* _Provided passage_:
○ ○ ○ ○

Indu Yadav, 35, teaches yoga (IINM) (DYTT), sells paintings and is a photographer. Her business card is handsome, with a nice photo on one side of the Buddha, and, on the other, etchings of ancient masks and flowers. It says that she is the advertising manager for YES OSHO Magazine (meditation insights), which I haven’t seen and which, in any case, she acknowledges to be a gig mostly from the past.
She’s a solid woman, built like a shorter Williams sister and blessed with a wrestler’s temperament. Her boyfriend is a Bombay actor, successful, she says, on TV ads. They lived together for a time, but he stays now in Bombay, while she lives a clanking three train-hours away in Pune.
She scrambles for a living (she has applied for a job in Indonesia, to teach yoga to rich Indians there, though conditions, she hears, are far worse than in Pune; but she would live in a compound and have a high salary) or was curious and agreed to guide me a bit through interesting parts of Pune.
It was worth the Rs 1,000 ($15) I paid her on two excursions, just to hear her tone with the tuk-tuk drivers, with streetside vendors, waiters and shop-keepers. She didn’t ask, as I had been doing. She instructed.
Indian women from the poor side of society bear the children, wash the clothes, clean the streets, walking always behind, or, if they come from the Saudi-inspired villas of the criminally rich in Koregaon Park, simper and flutter cutely; but occasionally one comes across a woman like Indu.
“My arms are very strong,” she responded, as I commented on her fitness, trying to keep up with her fast stride.
She was kind, or kindly, to me, leading me across busy streets by grasping a little finger, “Come, come now….” and despite her background in advertising, she had no talent for equivocation.

○ ○ ○ ○

* _Available data_:
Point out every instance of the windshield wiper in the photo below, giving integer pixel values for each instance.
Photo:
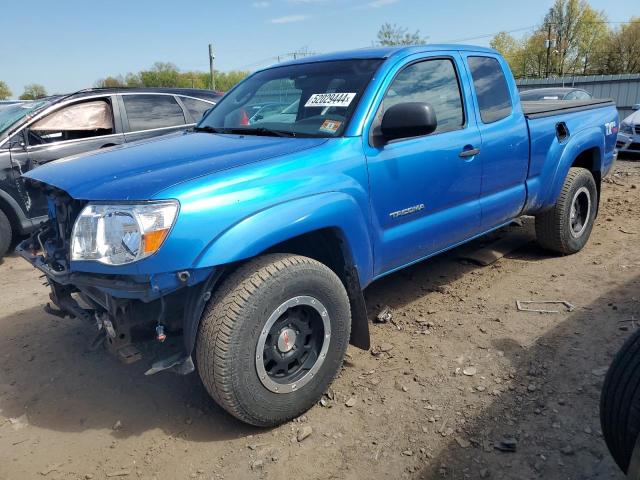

○ ○ ○ ○

* _Prompt A_: Update the passage about Indu Yadav, starting at "It was worth" and ending at "doing. She instructed.", so that "tuk-tuk drivers" is replaced with "rickshaw drivers".
* _Prompt B_: Continue the passage about Indu Yadav from the point at which it stops.

* _Final answer A_:
It was worth the Rs 1,000 ($15) I paid her on two excursions, just to hear her tone with the rickshaw drivers, with streetside vendors, waiters and shop-keepers. She didn’t ask, as I had been doing. She instructed.

* _Final answer B_:
Who are these people? I asked, gesturing to streetside vendors.
Traditional, she said.
I raised an eyebrow. I wanted more for my money. “Thik-hai,” she said, Okay.
No, she said, they are not licensed. They each have their place.
It seems the same woman, or same family, uses the same spot on the pavement week after week, year after year, sitting cross-legged on the pavement selling combs and brushes, tooth brushes and razors, ladies’ underwear, or vegetables, toys, bill-folds, flimsy child-sized shirts: “SUPER.”
Must they pay a fee?
“Yes, a tax.”
She made a little face. “An illegal tax. Someone comes around, and they pay.”
“Ah,” I said. “That’s a job I could do.” I held out my hand toward the nearest vendor.
Indu wasn’t amused. “Once a week or in a month, he comes. They know who he is.”
The vendors, she said (mostly women that evening close to Bhule Market), pick up a little extra money, Rs 100 or 200 a night ($2 or $3). They pay their bribe, and they are unmolested in their space.
In India, Indu said, rules and regulations exist by the stack, but enforcement is capricious. “There’s always an alternative,” she told me, speaking as to a small child.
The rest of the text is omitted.